### RECORDS TO PROCESS ###
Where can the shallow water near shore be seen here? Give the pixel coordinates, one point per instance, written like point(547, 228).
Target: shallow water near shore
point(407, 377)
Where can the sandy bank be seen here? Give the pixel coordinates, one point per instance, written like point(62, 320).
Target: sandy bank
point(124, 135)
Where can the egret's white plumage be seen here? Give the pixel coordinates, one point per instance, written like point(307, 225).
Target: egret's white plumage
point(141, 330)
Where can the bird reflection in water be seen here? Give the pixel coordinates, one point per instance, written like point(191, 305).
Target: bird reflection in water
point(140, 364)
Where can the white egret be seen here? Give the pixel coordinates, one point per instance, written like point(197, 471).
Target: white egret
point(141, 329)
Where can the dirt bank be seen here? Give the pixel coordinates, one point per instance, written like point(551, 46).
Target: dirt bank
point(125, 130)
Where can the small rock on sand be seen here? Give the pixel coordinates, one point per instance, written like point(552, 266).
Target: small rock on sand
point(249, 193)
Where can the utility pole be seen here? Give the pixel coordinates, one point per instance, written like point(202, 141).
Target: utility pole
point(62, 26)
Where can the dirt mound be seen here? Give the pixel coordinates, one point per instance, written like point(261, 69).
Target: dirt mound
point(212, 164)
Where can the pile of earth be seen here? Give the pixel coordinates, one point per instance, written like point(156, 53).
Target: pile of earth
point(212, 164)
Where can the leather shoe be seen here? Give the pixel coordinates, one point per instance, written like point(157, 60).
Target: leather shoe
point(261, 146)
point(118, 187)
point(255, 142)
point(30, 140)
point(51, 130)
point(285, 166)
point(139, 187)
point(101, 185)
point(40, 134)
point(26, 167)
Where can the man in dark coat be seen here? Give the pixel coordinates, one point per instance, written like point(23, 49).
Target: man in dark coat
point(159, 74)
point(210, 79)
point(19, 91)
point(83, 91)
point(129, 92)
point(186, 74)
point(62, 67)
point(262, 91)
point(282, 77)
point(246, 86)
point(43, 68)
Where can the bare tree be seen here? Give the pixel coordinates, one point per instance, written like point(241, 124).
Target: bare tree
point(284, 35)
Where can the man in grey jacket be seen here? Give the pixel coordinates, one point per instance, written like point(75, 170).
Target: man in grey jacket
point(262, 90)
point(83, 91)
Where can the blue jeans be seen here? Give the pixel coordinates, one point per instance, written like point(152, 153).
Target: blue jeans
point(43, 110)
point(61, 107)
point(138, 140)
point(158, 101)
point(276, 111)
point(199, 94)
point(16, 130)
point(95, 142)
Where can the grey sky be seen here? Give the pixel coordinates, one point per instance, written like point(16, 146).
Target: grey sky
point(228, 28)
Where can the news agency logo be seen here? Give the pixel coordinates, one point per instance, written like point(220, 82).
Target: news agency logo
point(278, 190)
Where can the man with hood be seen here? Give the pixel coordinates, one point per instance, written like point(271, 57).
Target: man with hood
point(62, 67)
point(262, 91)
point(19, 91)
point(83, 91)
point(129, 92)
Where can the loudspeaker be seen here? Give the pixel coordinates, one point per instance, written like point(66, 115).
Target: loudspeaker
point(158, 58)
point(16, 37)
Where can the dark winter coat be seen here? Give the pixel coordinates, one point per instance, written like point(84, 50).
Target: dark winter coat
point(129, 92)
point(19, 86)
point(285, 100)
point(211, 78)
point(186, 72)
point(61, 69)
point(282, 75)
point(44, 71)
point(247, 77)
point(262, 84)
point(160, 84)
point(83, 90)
###
TASK DESCRIPTION | Write out the whole listing above word for word, with every line unchanged and in its original order.

COMPLETED TASK |
Where can the shallow water near shore be seen here? Give the pixel coordinates, one point per instance, written like point(547, 228).
Target: shallow water near shore
point(407, 377)
Where can the sandy bank be seen here? Give the pixel coordinates, one point per instance, written like point(62, 320).
Target: sandy bank
point(124, 135)
Where can the egret's white plumage be seen here? Give the pixel coordinates, one point per instance, written like point(307, 225).
Target: egret's white plumage
point(141, 330)
Where can the bird reflection in water be seen here? Give the pixel coordinates, one point per instance, written like point(191, 305).
Target: bird reflection in water
point(140, 364)
Where can the white egret be seen here? Give the pixel coordinates, one point per instance, written like point(197, 471).
Target: white egret
point(141, 329)
Where can the dirt bank be seen here? Give the pixel coordinates, one point per instance, written like point(551, 46).
Target: dirt bank
point(125, 130)
Where can the small rock on sand be seen here? Give the pixel coordinates, one point per instance, written like point(552, 266).
Target: small rock on sand
point(249, 193)
Where can the utility pole be seen here? Give the pixel coordinates, one point per instance, written like point(202, 141).
Target: utility pole
point(62, 26)
Where can the dirt mound be seen here? Give the pixel coordinates, one point per instance, written like point(261, 69).
Target: dirt mound
point(212, 164)
Where can the pile of earth be seen here? Give the pixel coordinates, one point per instance, written like point(156, 53).
Target: pile of earth
point(212, 164)
Where can the leather shoe be seen here? Give the pixel coordinates, one point per instance, written like point(157, 60).
Target: leather shoe
point(261, 146)
point(118, 187)
point(255, 142)
point(30, 140)
point(51, 130)
point(285, 166)
point(139, 187)
point(101, 185)
point(40, 134)
point(26, 167)
Where can the man in dark coat be seen here? Give the pixel coordinates, one point per instance, written like point(23, 49).
Target: man in dark coat
point(159, 74)
point(210, 79)
point(19, 91)
point(83, 91)
point(129, 92)
point(186, 74)
point(62, 67)
point(262, 91)
point(282, 77)
point(246, 86)
point(43, 68)
Where can the bare tree be seen here? Give the pixel coordinates, one point per instance, written like point(241, 124).
Target: bare tree
point(284, 35)
Where can the man in grey jacket be seen here? Give the pixel coordinates, one point per instance, written like point(75, 170).
Target: man in grey jacket
point(262, 90)
point(83, 91)
Where can the blue jeans be seen here? Give the pixel coordinates, one point per instance, written like point(152, 153).
Target: blue jeans
point(43, 110)
point(61, 107)
point(138, 140)
point(158, 101)
point(276, 111)
point(199, 94)
point(16, 130)
point(95, 142)
Where can the grey sky be seen here? Give the pixel coordinates, one point per instance, written like point(16, 146).
Target: grey sky
point(228, 28)
Where can the news agency logo be seen here? Give the pixel coordinates, one point per instance, written like point(220, 82).
Target: news agency logo
point(278, 190)
Where can the man with hood be seen here? Give the pixel coordinates, one point per instance, written like point(271, 57).
Target: man with hood
point(62, 67)
point(262, 91)
point(19, 91)
point(83, 91)
point(129, 92)
Where can the loudspeaker be seen here? Give the pixel coordinates, one point per instance, written like point(66, 115).
Target: loudspeaker
point(158, 58)
point(16, 37)
Where can the dark winter coat be seen here? Give the pixel coordinates, one point per instance, written like point(84, 50).
Target: dark winter coat
point(129, 92)
point(19, 86)
point(285, 100)
point(211, 78)
point(186, 72)
point(61, 69)
point(282, 75)
point(44, 71)
point(247, 77)
point(262, 84)
point(160, 84)
point(83, 90)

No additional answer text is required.